__本文__.
::::

このままでは見にくいので、 JSON で整形表示するように少し修正します。

import json
import pygeonlp.api
parsed = pygeonlp.api.geoparse("NIIは神保町駅から徒歩7分です。")
print(json.dumps(parsed, indent=2, ensure_ascii=False))

実行結果は次のようになります。テキストが単語に分割され、それぞれの単語の品詞情報などが付与されているのが分かると思います。

[
  {
    "type": "Feature",
    "geometry": null,
    "properties": {
      "surface": "NII",
      "node_type": "NORMAL",
      "morphemes": {
        "conjugated_form": "*",
        "conjugation_type": "*",
        "original_form": "*",
        "pos": "名詞",
        "prononciation": "",
        "subclass1": "固有名詞",
        "subclass2": "組織",
        "subclass3": "*",
        "surface": "NII",
        "yomi": ""
      }
    }
  },
  {
    "type": "Feature",
    "geometry": null,
    "properties": {
      "surface": "は",
      "node_type": "NORMAL",
      "morphemes": {
        "conjugated_form": "*",
        "conjugation_type": "*",
        "original_form": "は",
        "pos": "助詞",
        "prononciation": "ワ",
        "subclass1": "係助詞",
        "subclass2": "*",
        "subclass3": "*",
        "surface": "は",
        "yomi": "ハ"

::::

__小問 1__.
本文では、出力を見やすくするためにどう修正するとしているか。
__小問 2__.
本文から、「このままでは見にくいので、 JSON で整形表示するように少し修正します。」を含む語句で始まり「ているのが分かると思います。」で終わる部分を一字も変えずに書き出せ。
本文だけを手がかりにすること。

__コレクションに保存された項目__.

::::

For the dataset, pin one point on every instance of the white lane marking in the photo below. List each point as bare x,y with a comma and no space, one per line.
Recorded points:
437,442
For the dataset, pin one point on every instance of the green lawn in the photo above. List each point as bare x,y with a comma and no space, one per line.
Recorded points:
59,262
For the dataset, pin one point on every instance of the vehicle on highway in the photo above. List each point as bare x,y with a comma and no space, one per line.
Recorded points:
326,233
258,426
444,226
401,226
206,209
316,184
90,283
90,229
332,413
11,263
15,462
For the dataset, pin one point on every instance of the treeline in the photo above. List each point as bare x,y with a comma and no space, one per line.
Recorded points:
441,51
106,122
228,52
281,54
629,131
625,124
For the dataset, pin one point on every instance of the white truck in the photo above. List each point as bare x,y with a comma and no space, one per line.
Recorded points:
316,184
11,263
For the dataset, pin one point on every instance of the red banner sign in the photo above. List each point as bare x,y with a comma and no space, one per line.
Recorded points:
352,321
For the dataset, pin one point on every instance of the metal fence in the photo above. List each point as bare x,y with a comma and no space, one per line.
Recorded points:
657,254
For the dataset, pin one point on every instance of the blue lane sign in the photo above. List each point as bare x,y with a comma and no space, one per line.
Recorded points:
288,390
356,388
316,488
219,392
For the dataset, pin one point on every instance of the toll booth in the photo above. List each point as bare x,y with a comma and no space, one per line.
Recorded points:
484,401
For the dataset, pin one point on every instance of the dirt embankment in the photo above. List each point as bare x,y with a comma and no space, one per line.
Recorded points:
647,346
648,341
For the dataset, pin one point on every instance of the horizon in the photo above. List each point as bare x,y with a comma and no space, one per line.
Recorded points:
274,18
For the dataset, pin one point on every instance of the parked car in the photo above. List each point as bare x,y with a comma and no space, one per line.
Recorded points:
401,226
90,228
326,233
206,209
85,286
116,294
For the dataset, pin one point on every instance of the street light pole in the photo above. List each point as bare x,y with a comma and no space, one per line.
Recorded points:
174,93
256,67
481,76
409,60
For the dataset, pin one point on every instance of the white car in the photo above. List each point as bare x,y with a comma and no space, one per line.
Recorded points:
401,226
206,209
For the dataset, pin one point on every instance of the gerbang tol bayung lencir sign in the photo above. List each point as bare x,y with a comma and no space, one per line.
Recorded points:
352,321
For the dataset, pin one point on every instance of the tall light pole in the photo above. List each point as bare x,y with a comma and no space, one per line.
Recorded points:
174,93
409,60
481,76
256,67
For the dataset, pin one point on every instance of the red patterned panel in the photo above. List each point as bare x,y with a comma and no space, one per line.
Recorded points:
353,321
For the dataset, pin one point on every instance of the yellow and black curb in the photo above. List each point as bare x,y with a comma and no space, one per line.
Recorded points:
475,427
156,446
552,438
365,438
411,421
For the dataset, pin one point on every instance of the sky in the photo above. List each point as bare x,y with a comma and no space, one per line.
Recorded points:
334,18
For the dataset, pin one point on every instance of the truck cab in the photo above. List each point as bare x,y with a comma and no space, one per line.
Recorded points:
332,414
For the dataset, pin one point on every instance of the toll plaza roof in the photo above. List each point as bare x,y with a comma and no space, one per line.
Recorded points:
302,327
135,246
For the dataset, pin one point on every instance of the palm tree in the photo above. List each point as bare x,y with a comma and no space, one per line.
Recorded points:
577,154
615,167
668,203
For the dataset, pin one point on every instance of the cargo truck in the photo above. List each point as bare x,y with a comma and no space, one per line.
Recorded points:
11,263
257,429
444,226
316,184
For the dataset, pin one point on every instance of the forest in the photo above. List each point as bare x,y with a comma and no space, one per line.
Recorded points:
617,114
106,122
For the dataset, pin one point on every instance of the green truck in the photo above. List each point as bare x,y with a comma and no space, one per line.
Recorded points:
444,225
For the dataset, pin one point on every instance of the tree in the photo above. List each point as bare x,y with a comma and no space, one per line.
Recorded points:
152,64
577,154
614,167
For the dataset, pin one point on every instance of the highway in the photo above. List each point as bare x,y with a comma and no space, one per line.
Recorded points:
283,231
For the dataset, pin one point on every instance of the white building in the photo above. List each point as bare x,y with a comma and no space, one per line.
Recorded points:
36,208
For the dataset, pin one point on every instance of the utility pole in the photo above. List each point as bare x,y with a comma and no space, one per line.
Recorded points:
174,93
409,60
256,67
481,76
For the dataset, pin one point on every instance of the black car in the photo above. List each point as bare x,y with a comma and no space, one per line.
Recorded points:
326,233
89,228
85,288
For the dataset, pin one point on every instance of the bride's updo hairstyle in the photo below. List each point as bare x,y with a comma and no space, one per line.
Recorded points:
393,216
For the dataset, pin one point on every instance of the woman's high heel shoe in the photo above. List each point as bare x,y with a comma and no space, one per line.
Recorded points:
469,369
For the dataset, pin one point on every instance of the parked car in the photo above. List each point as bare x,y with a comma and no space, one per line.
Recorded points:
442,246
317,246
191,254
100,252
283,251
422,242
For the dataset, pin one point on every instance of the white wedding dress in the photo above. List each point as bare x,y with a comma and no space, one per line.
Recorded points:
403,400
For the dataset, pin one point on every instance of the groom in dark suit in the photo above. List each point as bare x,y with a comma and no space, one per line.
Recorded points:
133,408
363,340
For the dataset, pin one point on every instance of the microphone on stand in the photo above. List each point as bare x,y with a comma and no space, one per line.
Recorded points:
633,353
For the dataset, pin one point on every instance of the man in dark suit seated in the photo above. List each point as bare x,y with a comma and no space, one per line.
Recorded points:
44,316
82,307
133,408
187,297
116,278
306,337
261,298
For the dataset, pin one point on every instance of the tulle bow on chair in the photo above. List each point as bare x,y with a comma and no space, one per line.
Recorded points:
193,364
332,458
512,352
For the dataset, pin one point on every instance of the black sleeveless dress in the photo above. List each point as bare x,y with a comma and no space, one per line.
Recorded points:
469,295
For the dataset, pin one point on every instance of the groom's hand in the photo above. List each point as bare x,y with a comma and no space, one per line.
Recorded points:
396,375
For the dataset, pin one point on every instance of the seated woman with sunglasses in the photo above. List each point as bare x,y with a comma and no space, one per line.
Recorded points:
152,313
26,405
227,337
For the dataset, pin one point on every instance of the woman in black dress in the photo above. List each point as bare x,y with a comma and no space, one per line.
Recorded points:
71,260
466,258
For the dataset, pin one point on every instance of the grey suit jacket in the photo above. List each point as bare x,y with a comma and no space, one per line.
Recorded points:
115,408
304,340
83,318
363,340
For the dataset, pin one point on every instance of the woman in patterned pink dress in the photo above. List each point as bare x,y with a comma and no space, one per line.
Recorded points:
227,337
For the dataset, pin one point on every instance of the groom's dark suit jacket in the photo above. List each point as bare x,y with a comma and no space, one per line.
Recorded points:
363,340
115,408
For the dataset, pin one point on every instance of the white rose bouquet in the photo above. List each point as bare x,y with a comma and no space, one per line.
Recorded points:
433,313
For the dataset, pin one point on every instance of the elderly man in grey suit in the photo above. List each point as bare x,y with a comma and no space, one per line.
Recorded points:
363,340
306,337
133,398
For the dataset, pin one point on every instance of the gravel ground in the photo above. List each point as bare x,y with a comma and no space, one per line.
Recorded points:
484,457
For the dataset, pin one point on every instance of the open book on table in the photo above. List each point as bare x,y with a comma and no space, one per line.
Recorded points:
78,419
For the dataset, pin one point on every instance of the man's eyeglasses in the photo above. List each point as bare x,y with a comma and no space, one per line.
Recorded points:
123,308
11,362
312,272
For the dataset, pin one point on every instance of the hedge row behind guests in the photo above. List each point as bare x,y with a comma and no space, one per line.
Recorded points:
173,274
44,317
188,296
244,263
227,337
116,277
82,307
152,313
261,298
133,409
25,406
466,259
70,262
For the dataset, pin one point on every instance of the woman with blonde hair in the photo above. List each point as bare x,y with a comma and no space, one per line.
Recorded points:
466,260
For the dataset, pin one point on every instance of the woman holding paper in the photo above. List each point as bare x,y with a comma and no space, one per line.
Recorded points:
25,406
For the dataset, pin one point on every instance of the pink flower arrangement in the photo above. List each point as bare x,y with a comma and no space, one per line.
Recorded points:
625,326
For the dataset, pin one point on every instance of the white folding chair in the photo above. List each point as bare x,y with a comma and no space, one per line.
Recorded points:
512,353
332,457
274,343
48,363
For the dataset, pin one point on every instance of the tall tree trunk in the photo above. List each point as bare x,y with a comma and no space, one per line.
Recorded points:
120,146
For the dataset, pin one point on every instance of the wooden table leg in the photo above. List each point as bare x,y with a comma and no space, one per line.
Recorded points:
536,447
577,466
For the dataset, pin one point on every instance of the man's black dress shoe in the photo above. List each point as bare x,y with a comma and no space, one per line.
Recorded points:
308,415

::::

__正解 1__.
JSON で整形表示するように修正する。

__正解 2__.
このままでは見にくいので、 JSON で整形表示するように少し修正します。

import json
import pygeonlp.api
parsed = pygeonlp.api.geoparse("NIIは神保町駅から徒歩7分です。")
print(json.dumps(parsed, indent=2, ensure_ascii=False))

実行結果は次のようになります。テキストが単語に分割され、それぞれの単語の品詞情報などが付与されているのが分かると思います。